═════ EXTRACT
WL#14100: InnoDB: Faster truncate/drop table space
Affects: Server-8.0
—
Status: Complete
When a table space is truncated or dropped InnoDB scans the LRU and FLUSH (dirty pages) list and moves all the pages that belong to the truncated/dropped tablespace from the LRU/FLUSH list to the buffer pool FREE list. With large buffer pools, where large can be anything > 32G, this full list scan can slow down the user threads to crawl. It gets worse, since InnoDB doesn't know how many pages from a tablespace are in the buffer pool it will scan the full list even if the table is otherwise empty or has only one page in the buffer pool (or none). This problem is exacerbated with the use of a pool of temporary tablespaces. On connection disconnect this can cause long stalls. Since the truncate of temporary tablespaces reuses the same tablespace ID we cannot use the DROP/CREATE trick from other tablespaces (See BUG#98869). To solve this problem we generalize the solution from WL#11819 so that it can be applied to all tablespaces and not just UNDO. On tablespace drop or truncation we mark it as deleted, delete its file and report back to user the operation is finished. Afterwards, we will lazily free all pages from the Buffer Pool, that were referencing this tablespace, as we encounter them one by one. There are several blogs out there describing the pain and the general problem. Note: This doesn't fix the problem of physically unlinking a large file taking a very long time. That requires a separate fix and will need to be coordinated with the Runtime team.
══════════
═════ DATASET ROWS
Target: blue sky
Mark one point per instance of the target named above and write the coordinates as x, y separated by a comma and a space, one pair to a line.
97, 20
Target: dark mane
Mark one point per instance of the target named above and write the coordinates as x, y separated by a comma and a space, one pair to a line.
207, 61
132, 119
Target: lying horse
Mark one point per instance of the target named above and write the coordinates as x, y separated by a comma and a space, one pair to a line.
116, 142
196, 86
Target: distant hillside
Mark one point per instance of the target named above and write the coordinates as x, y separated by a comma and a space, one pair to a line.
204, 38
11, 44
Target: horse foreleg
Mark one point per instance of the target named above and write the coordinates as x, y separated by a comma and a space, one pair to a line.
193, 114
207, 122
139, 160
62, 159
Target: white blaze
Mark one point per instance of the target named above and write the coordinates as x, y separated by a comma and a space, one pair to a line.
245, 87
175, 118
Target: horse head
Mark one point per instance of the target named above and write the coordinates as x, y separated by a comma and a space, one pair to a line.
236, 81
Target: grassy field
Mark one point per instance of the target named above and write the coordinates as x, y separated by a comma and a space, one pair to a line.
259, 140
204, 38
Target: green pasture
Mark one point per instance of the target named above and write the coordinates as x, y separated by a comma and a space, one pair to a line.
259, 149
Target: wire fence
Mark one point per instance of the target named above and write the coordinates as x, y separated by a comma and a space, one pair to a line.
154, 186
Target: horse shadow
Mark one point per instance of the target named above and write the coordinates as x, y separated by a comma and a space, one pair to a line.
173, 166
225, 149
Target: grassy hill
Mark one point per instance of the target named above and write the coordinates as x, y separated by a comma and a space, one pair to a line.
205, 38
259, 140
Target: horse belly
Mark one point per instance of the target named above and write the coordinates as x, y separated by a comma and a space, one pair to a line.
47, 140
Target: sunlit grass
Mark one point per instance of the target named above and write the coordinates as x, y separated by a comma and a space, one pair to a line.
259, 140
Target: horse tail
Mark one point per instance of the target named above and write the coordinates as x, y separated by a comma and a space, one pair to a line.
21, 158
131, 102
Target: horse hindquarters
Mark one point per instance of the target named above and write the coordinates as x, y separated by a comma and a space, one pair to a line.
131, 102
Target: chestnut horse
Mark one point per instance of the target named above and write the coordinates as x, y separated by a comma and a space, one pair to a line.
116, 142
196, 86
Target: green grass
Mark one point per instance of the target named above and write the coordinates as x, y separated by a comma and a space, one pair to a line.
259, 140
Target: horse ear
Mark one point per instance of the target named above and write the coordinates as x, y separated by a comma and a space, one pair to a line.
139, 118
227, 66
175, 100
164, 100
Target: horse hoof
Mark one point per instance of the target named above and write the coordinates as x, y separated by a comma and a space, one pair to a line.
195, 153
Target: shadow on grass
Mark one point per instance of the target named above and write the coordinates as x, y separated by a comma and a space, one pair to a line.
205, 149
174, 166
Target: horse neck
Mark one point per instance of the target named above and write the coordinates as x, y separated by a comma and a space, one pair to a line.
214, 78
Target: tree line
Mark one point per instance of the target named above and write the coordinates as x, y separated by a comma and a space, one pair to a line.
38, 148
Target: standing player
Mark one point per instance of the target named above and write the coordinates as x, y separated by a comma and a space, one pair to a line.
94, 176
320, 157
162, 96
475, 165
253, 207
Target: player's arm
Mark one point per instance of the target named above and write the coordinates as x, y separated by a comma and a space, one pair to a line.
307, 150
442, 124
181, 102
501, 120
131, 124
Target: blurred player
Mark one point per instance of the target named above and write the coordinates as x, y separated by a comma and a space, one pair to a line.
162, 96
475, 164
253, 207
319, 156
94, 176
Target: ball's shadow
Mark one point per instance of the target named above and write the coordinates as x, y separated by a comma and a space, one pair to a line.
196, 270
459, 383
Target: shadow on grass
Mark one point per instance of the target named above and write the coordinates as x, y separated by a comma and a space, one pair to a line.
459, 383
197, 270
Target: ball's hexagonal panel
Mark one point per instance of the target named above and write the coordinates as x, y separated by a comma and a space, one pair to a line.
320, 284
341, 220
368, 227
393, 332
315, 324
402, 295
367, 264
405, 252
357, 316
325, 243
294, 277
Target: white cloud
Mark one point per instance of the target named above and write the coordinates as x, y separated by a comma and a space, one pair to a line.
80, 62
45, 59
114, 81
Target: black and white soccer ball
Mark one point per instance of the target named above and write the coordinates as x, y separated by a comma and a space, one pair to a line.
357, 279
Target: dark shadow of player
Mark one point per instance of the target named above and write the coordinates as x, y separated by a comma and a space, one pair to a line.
══════════
== INSTRUCTIONS ==
1. Decide whether each statement agrees with the InnoDB work log: (a) a full list scan can slow user threads when the buffer pool is larger than 32G; (b) truncating temporary tablespaces can rely on the DROP/CREATE trick; (c) the change also removes the delay of physically unlinking a large file. Answer yes or no for each, quoting the words of the text that decide it.
2. Edit the rows from the line with "Target: black and white soccer ball" up to and including the last line of the rows, replacing "instance" with "occurrence" and leaving everything else unchanged. Give only those lines.
The text and the rows have no connection to each other.

== RESPONSE LIST ==
1.
(a) Yes: "With large buffer pools, where large can be anything > 32G, this full list scan can slow down the user threads to crawl."
(b) No: "Since the truncate of temporary tablespaces reuses the same tablespace ID we cannot use the DROP/CREATE trick from other tablespaces"
(c) No: "This doesn't fix the problem of physically unlinking a large file taking a very long time."

2.
Target: black and white soccer ball
Mark one point per occurrence of the target named above and write the coordinates as x, y separated by a comma and a space, one pair to a line.
357, 279
Target: dark shadow of player
Mark one point per occurrence of the target named above and write the coordinates as x, y separated by a comma and a space, one pair to a line.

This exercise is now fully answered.